[START OF Given entries]
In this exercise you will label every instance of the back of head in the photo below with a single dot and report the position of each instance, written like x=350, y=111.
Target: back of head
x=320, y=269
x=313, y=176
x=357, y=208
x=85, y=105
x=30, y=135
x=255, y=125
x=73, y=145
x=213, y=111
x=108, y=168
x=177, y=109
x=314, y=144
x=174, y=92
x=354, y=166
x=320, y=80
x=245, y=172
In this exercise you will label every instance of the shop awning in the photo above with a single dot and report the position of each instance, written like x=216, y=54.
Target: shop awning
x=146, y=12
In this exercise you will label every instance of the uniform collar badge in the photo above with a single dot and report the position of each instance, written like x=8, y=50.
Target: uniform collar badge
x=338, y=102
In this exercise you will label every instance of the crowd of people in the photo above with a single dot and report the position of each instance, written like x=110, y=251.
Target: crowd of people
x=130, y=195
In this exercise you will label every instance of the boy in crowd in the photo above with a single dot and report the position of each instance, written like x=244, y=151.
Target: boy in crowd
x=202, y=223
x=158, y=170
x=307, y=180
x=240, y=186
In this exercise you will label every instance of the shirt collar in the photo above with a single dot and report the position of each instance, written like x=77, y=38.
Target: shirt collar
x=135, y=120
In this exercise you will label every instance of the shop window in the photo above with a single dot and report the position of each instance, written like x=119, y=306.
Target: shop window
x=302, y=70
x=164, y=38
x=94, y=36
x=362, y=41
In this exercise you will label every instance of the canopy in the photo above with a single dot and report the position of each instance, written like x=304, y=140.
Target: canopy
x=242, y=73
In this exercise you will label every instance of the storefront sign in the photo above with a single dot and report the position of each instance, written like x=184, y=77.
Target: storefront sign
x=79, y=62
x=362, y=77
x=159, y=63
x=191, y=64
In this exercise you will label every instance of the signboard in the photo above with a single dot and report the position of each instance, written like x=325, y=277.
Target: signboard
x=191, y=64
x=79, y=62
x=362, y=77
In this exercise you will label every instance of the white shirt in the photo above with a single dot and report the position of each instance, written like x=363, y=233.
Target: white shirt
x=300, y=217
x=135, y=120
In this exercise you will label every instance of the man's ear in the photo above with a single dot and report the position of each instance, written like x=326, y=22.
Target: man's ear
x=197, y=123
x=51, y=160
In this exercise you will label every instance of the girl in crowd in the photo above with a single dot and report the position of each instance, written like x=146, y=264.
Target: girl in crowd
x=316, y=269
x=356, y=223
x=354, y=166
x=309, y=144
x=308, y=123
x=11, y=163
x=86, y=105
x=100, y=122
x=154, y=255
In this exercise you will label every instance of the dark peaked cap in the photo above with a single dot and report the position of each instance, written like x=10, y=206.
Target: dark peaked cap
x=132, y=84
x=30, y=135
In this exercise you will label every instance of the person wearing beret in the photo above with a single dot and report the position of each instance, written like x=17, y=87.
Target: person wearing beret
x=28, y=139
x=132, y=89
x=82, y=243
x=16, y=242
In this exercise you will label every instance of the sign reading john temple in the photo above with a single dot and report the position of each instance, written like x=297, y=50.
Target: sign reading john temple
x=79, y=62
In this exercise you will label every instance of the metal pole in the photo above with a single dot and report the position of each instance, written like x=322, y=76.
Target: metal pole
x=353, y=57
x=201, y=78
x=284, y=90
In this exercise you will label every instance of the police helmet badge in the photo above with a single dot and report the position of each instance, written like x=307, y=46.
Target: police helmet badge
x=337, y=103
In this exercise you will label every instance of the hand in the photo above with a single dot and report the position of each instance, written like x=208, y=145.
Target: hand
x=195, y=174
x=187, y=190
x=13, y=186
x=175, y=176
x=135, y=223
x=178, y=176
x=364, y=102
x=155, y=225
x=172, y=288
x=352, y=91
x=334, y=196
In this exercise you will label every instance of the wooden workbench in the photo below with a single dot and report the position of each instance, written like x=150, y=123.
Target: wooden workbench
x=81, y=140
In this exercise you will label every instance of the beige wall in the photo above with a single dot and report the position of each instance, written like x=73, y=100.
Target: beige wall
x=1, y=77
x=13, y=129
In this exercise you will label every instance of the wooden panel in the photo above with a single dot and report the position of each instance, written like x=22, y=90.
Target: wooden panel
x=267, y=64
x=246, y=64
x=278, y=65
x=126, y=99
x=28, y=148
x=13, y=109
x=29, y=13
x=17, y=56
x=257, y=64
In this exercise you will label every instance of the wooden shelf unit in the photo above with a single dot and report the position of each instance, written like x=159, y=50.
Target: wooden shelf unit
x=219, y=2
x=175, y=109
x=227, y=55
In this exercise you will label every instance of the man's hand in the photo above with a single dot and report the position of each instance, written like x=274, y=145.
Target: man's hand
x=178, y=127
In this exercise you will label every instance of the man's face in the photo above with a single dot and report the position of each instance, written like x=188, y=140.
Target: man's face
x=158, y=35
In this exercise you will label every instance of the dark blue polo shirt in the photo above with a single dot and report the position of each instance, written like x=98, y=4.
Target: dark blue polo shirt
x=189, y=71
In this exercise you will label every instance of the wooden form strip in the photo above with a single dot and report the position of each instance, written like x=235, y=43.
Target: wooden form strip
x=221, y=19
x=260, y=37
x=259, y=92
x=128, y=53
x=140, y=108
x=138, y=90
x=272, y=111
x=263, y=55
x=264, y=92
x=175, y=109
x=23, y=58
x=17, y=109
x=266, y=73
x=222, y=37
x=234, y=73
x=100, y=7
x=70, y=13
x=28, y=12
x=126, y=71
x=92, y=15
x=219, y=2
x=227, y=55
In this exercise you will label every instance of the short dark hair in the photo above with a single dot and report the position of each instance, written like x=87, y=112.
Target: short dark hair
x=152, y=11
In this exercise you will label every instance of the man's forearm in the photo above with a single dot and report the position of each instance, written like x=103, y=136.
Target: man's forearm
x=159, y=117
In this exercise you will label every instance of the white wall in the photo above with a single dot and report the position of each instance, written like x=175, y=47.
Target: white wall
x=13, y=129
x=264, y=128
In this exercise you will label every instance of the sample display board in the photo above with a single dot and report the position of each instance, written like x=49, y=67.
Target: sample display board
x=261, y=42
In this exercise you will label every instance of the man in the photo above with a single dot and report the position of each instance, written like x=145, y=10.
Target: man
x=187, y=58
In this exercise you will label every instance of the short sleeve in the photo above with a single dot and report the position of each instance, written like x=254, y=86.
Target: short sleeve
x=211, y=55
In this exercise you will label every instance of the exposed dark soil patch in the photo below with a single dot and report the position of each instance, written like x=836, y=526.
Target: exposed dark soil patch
[END OF Given entries]
Reproduce every one of the items above word for word, preserving their original order.

* Solution for this task:
In this exercise you will label every instance of the back of head in the photo below with a single dot and report the position of each instance, written like x=350, y=111.
Target: back of head
x=320, y=269
x=313, y=176
x=357, y=208
x=85, y=105
x=30, y=135
x=255, y=125
x=73, y=145
x=213, y=111
x=108, y=168
x=177, y=109
x=314, y=144
x=174, y=92
x=354, y=166
x=320, y=80
x=245, y=172
In this exercise you will label every instance of the shop awning in the photo above with a single dot and report the position of each instance, written like x=216, y=54.
Target: shop awning
x=146, y=12
In this exercise you will label every instance of the uniform collar badge in the photo above with a single dot and report the position of each instance, written like x=8, y=50.
Target: uniform collar badge
x=338, y=102
In this exercise you will label every instance of the crowd of people in the photo above with a single dot and report the position of each instance, written like x=110, y=251.
Target: crowd of people
x=130, y=195
In this exercise you will label every instance of the boy in crowd in the photo above with a single dot and report the position of each instance, written like x=244, y=151.
Target: boy in crowd
x=202, y=223
x=158, y=170
x=307, y=180
x=240, y=186
In this exercise you will label every instance of the shirt collar in the photo above with a single dot and report the position of each instance, written like x=77, y=38.
Target: shirt collar
x=135, y=120
In this exercise you will label every instance of the shop window in the photo above with a single dot and report the position of each instance, written like x=119, y=306.
Target: shop window
x=302, y=70
x=164, y=38
x=94, y=36
x=362, y=41
In this exercise you will label every instance of the canopy in the photo above with a single dot and report the position of each instance, written like x=304, y=140.
Target: canopy
x=242, y=73
In this exercise you will label every instance of the storefront sign in the photo above with a single dot and report the position of each instance, written like x=184, y=77.
Target: storefront sign
x=79, y=62
x=362, y=77
x=159, y=63
x=191, y=64
In this exercise you will label every instance of the signboard in the photo above with a single dot and report the position of each instance, written like x=325, y=277.
Target: signboard
x=191, y=64
x=79, y=62
x=362, y=77
In this exercise you will label every instance of the white shirt in the photo above with a single dot and report the position of each instance, written like x=363, y=233.
Target: white shirt
x=300, y=217
x=135, y=120
In this exercise you will label every instance of the man's ear in the photo above with a single dot and report the position of each instance, written like x=326, y=22.
Target: man's ear
x=197, y=123
x=51, y=160
In this exercise you will label every instance of the girl in crowd in the photo above with a single dot and report the position of each instance, written like x=146, y=264.
Target: girl in crowd
x=316, y=269
x=356, y=223
x=354, y=166
x=309, y=144
x=308, y=123
x=11, y=163
x=86, y=105
x=100, y=122
x=154, y=255
In this exercise you will label every instance of the dark peaked cap in the photo above with a single dot and report the position of each instance, written like x=10, y=206.
Target: dark peaked cap
x=132, y=84
x=30, y=135
In this exercise you will label every instance of the person wearing beret in the photo above with a single dot and report the position of each instance, written like x=17, y=87.
Target: person wearing beret
x=28, y=139
x=132, y=89
x=82, y=243
x=16, y=242
In this exercise you will label every instance of the sign reading john temple in the photo above with a single dot and report the position of each instance, written like x=297, y=50.
Target: sign reading john temple
x=79, y=62
In this exercise you will label every instance of the metal pole in the photo above with a single dot and report the position of each instance, written like x=322, y=76.
Target: metal pole
x=353, y=57
x=201, y=78
x=284, y=90
In this exercise you will label every instance of the police helmet badge in the photo above with a single dot and report the position of each instance, written like x=307, y=46.
Target: police helmet badge
x=337, y=103
In this exercise you will label every instance of the hand in the photo above with a single dot and report the position of each instance, written like x=208, y=145.
Target: hand
x=195, y=174
x=187, y=190
x=13, y=186
x=175, y=176
x=135, y=223
x=178, y=176
x=364, y=102
x=155, y=225
x=172, y=288
x=352, y=91
x=334, y=196
In this exercise you will label every instance of the wooden workbench in the photo below with a single dot and report the position of each instance, written like x=150, y=123.
Target: wooden workbench
x=81, y=140
In this exercise you will label every instance of the beige wall in the photo above with a single dot and report the position of each instance, written like x=73, y=100.
Target: beige wall
x=1, y=77
x=13, y=129
In this exercise you will label every instance of the wooden panel in the photo above with a single dot and report the position of each instance, written like x=22, y=90.
Target: wooden panel
x=267, y=64
x=246, y=64
x=278, y=65
x=126, y=99
x=28, y=148
x=13, y=109
x=29, y=13
x=17, y=56
x=257, y=64
In this exercise you will label every instance of the wooden shelf unit in the photo above with a single dot and report the position of each instance, written like x=159, y=50.
Target: wooden shelf unit
x=219, y=2
x=175, y=109
x=227, y=55
In this exercise you will label every instance of the man's hand in the photo above with a single dot and report the position of each instance, written like x=274, y=145.
Target: man's hand
x=178, y=127
In this exercise you will label every instance of the man's face in the photo above with a single dot and report the position of each instance, written like x=188, y=140.
Target: man's face
x=158, y=35
In this exercise you will label every instance of the dark blue polo shirt in the photo above with a single dot and report the position of each instance, written like x=98, y=4.
Target: dark blue polo shirt
x=189, y=71
In this exercise you will label every instance of the wooden form strip in the photo above with a single dot and report the position of each instance, written like x=235, y=43.
Target: wooden form strip
x=221, y=19
x=260, y=37
x=259, y=92
x=128, y=53
x=140, y=108
x=138, y=90
x=272, y=111
x=263, y=55
x=264, y=92
x=175, y=109
x=23, y=58
x=17, y=109
x=266, y=73
x=222, y=37
x=234, y=73
x=100, y=7
x=70, y=13
x=28, y=12
x=126, y=71
x=92, y=15
x=219, y=2
x=227, y=55
In this exercise you will label every instance of the short dark hair in the photo above with a single dot and report the position of each instance, written like x=87, y=112.
Target: short dark hair
x=152, y=11
In this exercise you will label every instance of the man's forearm in the photo above with a single dot and report the position of each instance, written like x=103, y=136.
Target: man's forearm
x=159, y=117
In this exercise you will label every instance of the white wall in the photo above with a single dot and report the position of each instance, written like x=175, y=47.
Target: white wall
x=13, y=129
x=264, y=128
In this exercise you will label every instance of the sample display board in the photo above with a single dot and report the position of each instance, written like x=49, y=67.
Target: sample display board
x=261, y=42
In this exercise you will label every instance of the man in the photo above with a single dot and report the position of each instance, written like x=145, y=10.
Target: man
x=187, y=58
In this exercise you will label every instance of the short sleeve in the photo above with a single dot and report the position of each instance, written like x=254, y=86.
Target: short sleeve
x=211, y=55
In this exercise you will label every instance of the exposed dark soil patch in the photo below with a single dot and report the position of each instance, written like x=836, y=526.
Target: exposed dark soil patch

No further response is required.